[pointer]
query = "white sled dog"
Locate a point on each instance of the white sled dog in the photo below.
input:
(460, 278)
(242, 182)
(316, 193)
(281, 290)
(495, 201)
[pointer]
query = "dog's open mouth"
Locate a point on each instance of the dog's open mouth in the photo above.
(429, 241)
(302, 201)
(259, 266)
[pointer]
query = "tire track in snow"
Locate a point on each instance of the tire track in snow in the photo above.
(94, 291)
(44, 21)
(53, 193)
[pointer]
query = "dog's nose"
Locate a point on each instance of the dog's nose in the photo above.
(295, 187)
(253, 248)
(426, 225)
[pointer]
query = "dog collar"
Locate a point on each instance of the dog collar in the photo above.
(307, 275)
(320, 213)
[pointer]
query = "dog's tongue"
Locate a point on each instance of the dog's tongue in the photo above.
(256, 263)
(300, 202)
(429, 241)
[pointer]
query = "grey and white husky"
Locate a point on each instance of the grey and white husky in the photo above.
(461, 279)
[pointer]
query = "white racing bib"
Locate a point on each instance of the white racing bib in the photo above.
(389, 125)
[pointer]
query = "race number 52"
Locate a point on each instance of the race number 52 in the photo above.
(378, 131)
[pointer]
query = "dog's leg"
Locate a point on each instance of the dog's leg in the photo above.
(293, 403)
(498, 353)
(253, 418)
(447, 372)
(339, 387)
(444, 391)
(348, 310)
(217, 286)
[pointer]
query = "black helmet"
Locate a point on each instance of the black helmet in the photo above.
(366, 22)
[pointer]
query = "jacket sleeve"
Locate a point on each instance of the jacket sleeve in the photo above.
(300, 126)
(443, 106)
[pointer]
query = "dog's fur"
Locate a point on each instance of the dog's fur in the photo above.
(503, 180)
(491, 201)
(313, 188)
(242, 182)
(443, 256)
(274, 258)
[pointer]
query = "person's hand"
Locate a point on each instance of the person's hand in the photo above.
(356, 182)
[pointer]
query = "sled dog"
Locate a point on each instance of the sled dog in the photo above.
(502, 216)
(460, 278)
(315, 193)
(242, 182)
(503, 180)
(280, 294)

◇ ◇ ◇ ◇

Copy every record above exactly as it appears.

[pointer]
query = "white sled dog"
Locate a point on each instance of the white sled dog in the photo below.
input:
(460, 278)
(242, 182)
(316, 193)
(281, 290)
(495, 201)
[pointer]
query = "dog's open mouth"
Locate a point on each instance of the dog's open mouth in the photo above.
(429, 241)
(302, 201)
(259, 266)
[pointer]
query = "tire track in snow"
Locate a point on each instance of the tire track in snow in the photo above.
(94, 291)
(44, 21)
(53, 193)
[pointer]
query = "dog's nose"
Locate a point on each instance of the dog's nose in the photo above.
(295, 187)
(253, 248)
(426, 225)
[pointer]
query = "dog collar"
Locate a point on each instance of the dog collar in the photo above.
(307, 275)
(320, 213)
[pointer]
query = "dog's tongue"
Locate a point on each instance of the dog's tongue in the photo above.
(256, 263)
(300, 202)
(429, 241)
[pointer]
query = "grey and white husky"
Locate a point on each instance of the grey and white husky in the photo above.
(461, 279)
[pointer]
query = "white racing bib"
Locate a point on each instance of the white racing bib in the photo above.
(389, 125)
[pointer]
query = "race number 52"
Locate a point on each instance of the race number 52 in the photo above.
(378, 131)
[pointer]
query = "dog's leg"
Locate a point on each instance of the dog's leg in the photo above.
(293, 403)
(498, 353)
(253, 418)
(447, 372)
(339, 387)
(444, 391)
(348, 310)
(217, 286)
[pointer]
query = "black helmet"
Locate a point on each instance of the black helmet in the photo above.
(366, 22)
[pointer]
query = "jacket sleeve"
Locate a point on each instance of the jacket sleeve in the photo above.
(300, 126)
(443, 106)
[pointer]
query = "dog's fur"
Locate a point on each instance of the dog's fur in the photo above.
(503, 180)
(491, 201)
(313, 188)
(242, 182)
(443, 256)
(274, 258)
[pointer]
query = "person's hand"
Locate a point on each instance of the person's hand in the photo above.
(356, 182)
[pointer]
query = "sled dog"
Locate a point on each instance of the sled dog in the photo above.
(502, 216)
(460, 278)
(315, 193)
(242, 182)
(503, 180)
(280, 294)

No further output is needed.